* [Directions]
**A.** List every year mentioned in the text on Marie Curie.
**B.** Rewrite the text on Marie Curie from "The year was" to "called it radium.", replacing "gas lights" with "lamps".
**C.** Using the text on Marie Curie, answer these questions:
(i) What color were the eyes of the woman in the Paris workplace?
(ii) In what city was Marie Sklodowska born?
(iii) What struck Pierre Curie in the street?

* [Selected excerpt]
# # # # # # #
Life devoted to science



The year was 1898; the month, December; the place, Paris. A woman with blue eyes and blond hair and a dark, bearded man worked in silence in a place described as a “cross between a horse stable and a potato cellar”. Suddenly the woman turned off the gas lights. The darkness was complete except for a faint luminescence, a glow emanating from something in a tube she held in her hand. A few days later Marie Sklodowska Curie and her husband Pierre announced they had discovered a radioactive element. They called it radium.

Marie Sklodowska was born in Warsaw (Poland) in 1867. She managed to study in Paris, where she lived in poor conditions. There she met a handsome young physics instructor, Pierre Curie, who was impressed by her learning. They shared an interest in the study of magnetism and eventually got married in 1895. Their discovery of radioactivity forced scientists to reconsider old ideas and inaugurated the era of particle physics. Medicine was revolutionised as well: the effect that radium treatment had on cancer, first known as Curie therapy, seemed almost miraculous. In 1903 the Curies were awarded the Nobel Prize. Unfortunately, Pierre Curie was run over in the street by a horse-drawn cart and died instantly. Marie was appointed to her late husband’s position, thus becoming the first woman professor at Sorbonne University. She continued her research into the chemical properties of radium and, in 1911, was honoured again with a Nobel Prize, this time in Chemistry. She was now the most famous woman scientist in history, and honours were showered upon her.
# # # # # # #
(Dataset entries)
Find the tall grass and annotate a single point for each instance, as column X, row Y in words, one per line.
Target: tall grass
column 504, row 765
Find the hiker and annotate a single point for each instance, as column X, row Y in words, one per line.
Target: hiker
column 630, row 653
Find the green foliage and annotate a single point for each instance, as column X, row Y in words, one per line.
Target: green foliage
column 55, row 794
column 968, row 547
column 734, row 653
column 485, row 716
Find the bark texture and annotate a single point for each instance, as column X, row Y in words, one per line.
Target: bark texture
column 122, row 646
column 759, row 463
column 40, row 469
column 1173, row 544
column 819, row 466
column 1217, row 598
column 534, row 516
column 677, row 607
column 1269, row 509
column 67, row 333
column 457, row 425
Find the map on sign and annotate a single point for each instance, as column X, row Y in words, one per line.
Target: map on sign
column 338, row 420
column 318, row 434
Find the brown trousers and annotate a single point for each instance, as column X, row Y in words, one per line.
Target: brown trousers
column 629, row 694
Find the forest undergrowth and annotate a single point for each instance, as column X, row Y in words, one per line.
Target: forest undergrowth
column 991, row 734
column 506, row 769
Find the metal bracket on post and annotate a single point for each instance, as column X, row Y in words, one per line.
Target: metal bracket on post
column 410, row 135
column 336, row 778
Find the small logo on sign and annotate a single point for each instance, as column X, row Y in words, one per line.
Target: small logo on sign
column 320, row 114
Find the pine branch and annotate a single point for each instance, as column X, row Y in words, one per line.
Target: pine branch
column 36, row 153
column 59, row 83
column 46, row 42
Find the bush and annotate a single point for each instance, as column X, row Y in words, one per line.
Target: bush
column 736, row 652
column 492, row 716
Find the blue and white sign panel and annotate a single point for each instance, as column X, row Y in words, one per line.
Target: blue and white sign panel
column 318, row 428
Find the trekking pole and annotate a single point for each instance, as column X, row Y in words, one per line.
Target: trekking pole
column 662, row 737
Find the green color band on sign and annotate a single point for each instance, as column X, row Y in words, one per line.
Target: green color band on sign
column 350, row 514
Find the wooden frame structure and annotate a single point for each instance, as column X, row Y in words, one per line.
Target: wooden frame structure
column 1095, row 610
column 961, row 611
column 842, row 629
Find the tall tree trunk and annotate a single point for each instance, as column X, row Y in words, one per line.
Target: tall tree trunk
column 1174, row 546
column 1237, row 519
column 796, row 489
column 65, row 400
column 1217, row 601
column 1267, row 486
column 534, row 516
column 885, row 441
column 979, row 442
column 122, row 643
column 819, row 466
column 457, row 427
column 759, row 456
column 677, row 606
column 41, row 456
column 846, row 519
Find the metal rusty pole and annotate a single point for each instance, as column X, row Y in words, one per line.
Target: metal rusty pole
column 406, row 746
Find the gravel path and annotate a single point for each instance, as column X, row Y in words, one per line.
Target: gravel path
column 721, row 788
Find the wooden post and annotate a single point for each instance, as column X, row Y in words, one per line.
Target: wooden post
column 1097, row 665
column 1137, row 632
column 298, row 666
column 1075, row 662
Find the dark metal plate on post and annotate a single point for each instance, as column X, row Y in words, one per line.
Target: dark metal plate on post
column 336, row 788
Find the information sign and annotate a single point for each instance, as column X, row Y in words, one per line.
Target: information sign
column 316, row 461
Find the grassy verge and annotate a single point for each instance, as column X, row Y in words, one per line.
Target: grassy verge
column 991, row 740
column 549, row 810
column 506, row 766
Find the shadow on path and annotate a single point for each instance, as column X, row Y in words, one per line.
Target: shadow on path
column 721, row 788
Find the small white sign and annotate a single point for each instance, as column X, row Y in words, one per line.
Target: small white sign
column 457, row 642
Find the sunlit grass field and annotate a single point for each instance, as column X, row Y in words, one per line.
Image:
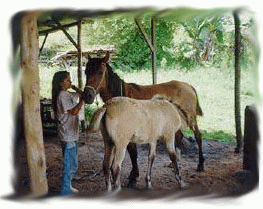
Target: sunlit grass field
column 215, row 89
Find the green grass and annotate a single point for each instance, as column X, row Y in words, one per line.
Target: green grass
column 215, row 89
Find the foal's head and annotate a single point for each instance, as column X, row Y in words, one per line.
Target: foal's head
column 96, row 70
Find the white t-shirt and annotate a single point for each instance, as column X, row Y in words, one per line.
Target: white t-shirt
column 68, row 125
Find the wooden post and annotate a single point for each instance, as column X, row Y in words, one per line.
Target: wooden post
column 251, row 139
column 237, row 82
column 79, row 56
column 151, row 44
column 31, row 105
column 153, row 40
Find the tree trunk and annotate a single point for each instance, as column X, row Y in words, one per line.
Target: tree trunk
column 31, row 105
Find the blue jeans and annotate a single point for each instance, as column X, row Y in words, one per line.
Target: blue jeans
column 70, row 166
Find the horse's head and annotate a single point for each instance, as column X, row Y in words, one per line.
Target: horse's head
column 96, row 70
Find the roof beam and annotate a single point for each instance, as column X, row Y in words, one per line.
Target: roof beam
column 66, row 33
column 43, row 32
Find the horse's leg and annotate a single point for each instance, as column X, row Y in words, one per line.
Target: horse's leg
column 116, row 166
column 132, row 150
column 198, row 138
column 173, row 157
column 179, row 139
column 151, row 157
column 107, row 163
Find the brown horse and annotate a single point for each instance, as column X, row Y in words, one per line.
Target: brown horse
column 101, row 79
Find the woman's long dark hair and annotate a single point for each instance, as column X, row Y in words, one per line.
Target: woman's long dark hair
column 58, row 78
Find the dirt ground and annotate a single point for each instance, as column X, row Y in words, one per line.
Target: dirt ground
column 218, row 179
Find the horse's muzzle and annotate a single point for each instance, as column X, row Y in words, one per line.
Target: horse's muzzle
column 89, row 95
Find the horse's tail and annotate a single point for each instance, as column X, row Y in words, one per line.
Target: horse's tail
column 199, row 110
column 96, row 119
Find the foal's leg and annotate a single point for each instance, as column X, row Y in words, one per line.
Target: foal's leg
column 198, row 138
column 132, row 150
column 107, row 163
column 152, row 153
column 116, row 166
column 172, row 155
column 179, row 139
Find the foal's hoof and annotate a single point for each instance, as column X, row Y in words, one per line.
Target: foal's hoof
column 132, row 183
column 183, row 185
column 200, row 168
# # # # # # #
* [Responses by task]
**A.** 1898, 1867, 1895, 1903, 1911

**B.**
The year was 1898; the month, December; the place, Paris. A woman with blue eyes and blond hair and a dark, bearded man worked in silence in a place described as a “cross between a horse stable and a potato cellar”. Suddenly the woman turned off the lamps. The darkness was complete except for a faint luminescence, a glow emanating from something in a tube she held in her hand. A few days later Marie Sklodowska Curie and her husband Pierre announced they had discovered a radioactive element. They called it radium.

**C.**
(i) Blue
(ii) Warsaw (Poland)
(iii) A horse-drawn cart